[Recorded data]

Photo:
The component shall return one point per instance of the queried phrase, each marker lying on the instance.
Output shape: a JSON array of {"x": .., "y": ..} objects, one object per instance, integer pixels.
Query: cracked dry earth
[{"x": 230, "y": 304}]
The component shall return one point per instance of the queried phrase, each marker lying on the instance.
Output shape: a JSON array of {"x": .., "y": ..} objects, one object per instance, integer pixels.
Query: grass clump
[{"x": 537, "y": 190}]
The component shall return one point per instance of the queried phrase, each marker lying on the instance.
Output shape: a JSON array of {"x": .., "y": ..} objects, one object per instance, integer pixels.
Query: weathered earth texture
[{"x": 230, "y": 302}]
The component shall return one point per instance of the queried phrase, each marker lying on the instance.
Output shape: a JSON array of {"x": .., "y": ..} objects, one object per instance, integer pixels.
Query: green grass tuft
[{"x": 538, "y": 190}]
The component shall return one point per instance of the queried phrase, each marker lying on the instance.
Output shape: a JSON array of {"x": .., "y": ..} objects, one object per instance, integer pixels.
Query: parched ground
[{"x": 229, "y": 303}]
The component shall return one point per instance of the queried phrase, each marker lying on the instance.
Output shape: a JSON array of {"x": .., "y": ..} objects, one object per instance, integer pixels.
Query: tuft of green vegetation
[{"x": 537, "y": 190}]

Aim: Retype the listing. Match it exactly.

Response to the exercise:
Photo:
The component shall return one point per instance of the queried phrase, each marker lying on the instance.
Output shape: a JSON array of {"x": .., "y": ..} objects, one object per instance, integer pixels.
Query: cracked dry earth
[{"x": 230, "y": 304}]
The component shall return one point per instance of the queried phrase, each marker lying on the instance.
Output shape: a JSON array of {"x": .., "y": ..} objects, one object per instance, integer pixels.
Query: grass clump
[{"x": 537, "y": 190}]
The component shall return one point per instance of the queried phrase, each marker lying on the instance.
Output shape: a JSON array of {"x": .., "y": ..} objects, one object per instance, integer pixels.
Query: weathered earth texture
[{"x": 230, "y": 302}]
The component shall return one point per instance of the queried phrase, each marker lying on the instance.
Output shape: a JSON array of {"x": .., "y": ..} objects, one object per instance, integer pixels.
Query: green grass tuft
[{"x": 538, "y": 190}]
The component shall return one point per instance of the queried phrase, each marker lying on the instance.
Output shape: a JSON array of {"x": .., "y": ..} objects, one object per instance, integer pixels.
Query: parched ground
[{"x": 229, "y": 303}]
The component shall return one point per instance of the queried phrase, each marker lying on the instance.
Output shape: a JSON array of {"x": .., "y": ..} objects, one object per instance, integer pixels.
Query: tuft of green vegetation
[{"x": 537, "y": 190}]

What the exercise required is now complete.